## Exercise requirements
Pictures are not part of the copy; repeat everything else in the records exactly.

(Recorded data)
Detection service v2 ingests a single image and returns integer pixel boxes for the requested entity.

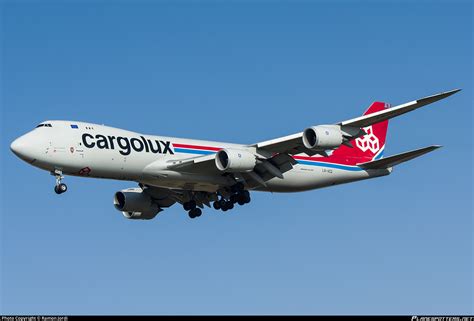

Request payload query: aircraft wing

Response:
[252,89,461,156]
[357,145,441,170]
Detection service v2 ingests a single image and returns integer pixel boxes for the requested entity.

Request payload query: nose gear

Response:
[51,169,67,194]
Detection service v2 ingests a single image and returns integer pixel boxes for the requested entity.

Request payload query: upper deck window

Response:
[36,124,53,128]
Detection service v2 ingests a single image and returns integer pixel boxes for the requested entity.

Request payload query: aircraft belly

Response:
[259,165,380,192]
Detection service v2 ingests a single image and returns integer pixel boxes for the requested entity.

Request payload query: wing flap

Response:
[357,145,441,169]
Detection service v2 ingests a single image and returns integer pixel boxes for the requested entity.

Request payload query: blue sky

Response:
[0,1,474,314]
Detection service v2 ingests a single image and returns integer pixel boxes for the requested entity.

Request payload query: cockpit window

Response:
[36,124,53,128]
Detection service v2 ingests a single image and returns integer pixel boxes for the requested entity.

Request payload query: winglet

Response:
[417,88,462,107]
[357,145,442,169]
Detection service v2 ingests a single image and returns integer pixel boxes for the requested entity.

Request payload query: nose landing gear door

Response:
[69,142,84,159]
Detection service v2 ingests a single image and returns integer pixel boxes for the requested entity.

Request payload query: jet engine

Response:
[302,125,344,150]
[114,188,161,220]
[216,148,257,172]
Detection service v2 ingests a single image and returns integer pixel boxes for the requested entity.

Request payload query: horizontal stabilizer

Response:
[357,145,441,169]
[340,89,461,128]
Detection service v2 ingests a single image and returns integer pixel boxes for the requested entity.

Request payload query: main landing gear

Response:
[212,183,250,212]
[183,200,202,218]
[51,170,67,194]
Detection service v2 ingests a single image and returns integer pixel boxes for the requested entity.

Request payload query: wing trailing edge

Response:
[357,145,441,169]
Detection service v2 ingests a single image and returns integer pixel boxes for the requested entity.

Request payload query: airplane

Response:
[10,89,461,220]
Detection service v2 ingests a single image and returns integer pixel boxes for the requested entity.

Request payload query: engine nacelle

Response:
[302,125,344,150]
[114,188,160,220]
[216,148,257,172]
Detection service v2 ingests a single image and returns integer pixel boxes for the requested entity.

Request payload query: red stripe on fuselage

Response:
[173,144,222,152]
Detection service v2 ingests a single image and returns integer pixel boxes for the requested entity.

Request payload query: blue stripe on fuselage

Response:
[297,160,363,172]
[174,148,215,155]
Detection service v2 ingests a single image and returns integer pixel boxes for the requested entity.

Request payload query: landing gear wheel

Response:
[54,183,67,194]
[237,191,250,205]
[231,182,244,193]
[218,198,227,210]
[183,200,196,211]
[188,208,202,218]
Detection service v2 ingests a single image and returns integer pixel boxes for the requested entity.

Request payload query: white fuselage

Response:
[11,121,390,192]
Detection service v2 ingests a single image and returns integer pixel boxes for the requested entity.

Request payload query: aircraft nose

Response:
[10,135,33,162]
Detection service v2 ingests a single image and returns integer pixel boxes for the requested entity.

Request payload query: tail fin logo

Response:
[355,126,380,154]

## Output
Detection service v2 ingests a single image and returns integer pixel boxes for the requested entity.


Request payload query: aircraft wing

Response:
[252,89,461,156]
[357,145,441,170]
Detection service v2 ingests a single image and returns integer pixel boxes for the requested entity.

Request payload query: nose gear

Response:
[51,169,67,194]
Detection service v2 ingests a single image and returns integer pixel boxes for the requested entity.

Request payload query: upper deck window

Response:
[36,124,53,128]
Detection service v2 ingests a single image and returns integer pixel boxes for the requested entity.

Request payload query: aircraft belly

Response:
[259,165,380,192]
Detection service v2 ingests a single image and returns integer pixel boxes for the requested entity.

Request payload query: wing flap

Response:
[357,145,441,169]
Detection service v2 ingests a single image and returns integer pixel boxes for the requested entity.

Request payload query: blue sky

Response:
[0,1,474,314]
Detection service v2 ingests a single image and returns integer pixel boxes for the requested entity.

Request payload query: cockpit window

Response:
[36,124,53,128]
Detection service v2 ingests a single image and returns integer pixel boxes for the requested entity.

Request payload query: winglet

Response:
[417,88,462,107]
[357,145,442,169]
Detection service v2 ingests a single image and returns integer pixel boxes for the requested entity.

Request payload query: nose landing gear door

Response:
[69,142,84,159]
Detection service v2 ingests a single image and returns integer pixel boxes for the requested entity.

Request payload query: jet engine

Response:
[302,125,344,150]
[114,188,161,220]
[216,148,257,172]
Detection service v2 ingests a single image and returns integer pixel boxes for the requested entity.

Request payload query: horizontal stabilizer

Response:
[357,145,441,169]
[340,89,461,128]
Detection service v2 ingests a single image and returns integer pixel boxes for the requested entity.

Request payload query: main landing gear

Response:
[212,183,250,212]
[183,200,202,218]
[51,170,67,194]
Detection service v2 ingests a single image and returns integer pixel boxes for the requested entity.

Request payload query: wing trailing edge

Response:
[357,145,441,169]
Detection service v2 ingests a single image and returns integer pixel boxes for the requested entity.

Request payload query: airplane

Response:
[10,89,461,220]
Detection service v2 ingests a single image and returns integer pixel boxes for the requested entity.

Request payload query: engine nacelle

Response:
[302,125,344,150]
[114,188,160,220]
[216,148,257,172]
Detection service v2 ingests a single image and returns integer pixel boxes for the requested entity.

Request payload query: red stripe on fuselage

Response:
[173,144,222,152]
Detection service v2 ingests a single image and returns integer pixel boxes for the requested entity.

Request payload query: blue stripe on fuselage

Response:
[297,160,363,172]
[174,148,215,155]
Detection service v2 ingests a single image and returns integer pixel boxes for the requested entity.

Request payload query: landing gear wheel

Response:
[54,183,67,194]
[237,191,250,205]
[231,182,244,193]
[218,198,227,210]
[183,200,196,211]
[188,208,202,218]
Detection service v2 ingests a single image and returns integer pixel boxes for the requested entity.

Request payload query: white fuselage

Response:
[11,121,390,192]
Detection service v2 ingests a single image and returns integer pixel boxes for the requested entity.

Request payload query: aircraft nose

Response:
[10,135,33,162]
Detection service v2 ingests a single image and returns integer pixel boxes for the requested entity.

Request payload query: tail fin logo

Response:
[355,126,380,154]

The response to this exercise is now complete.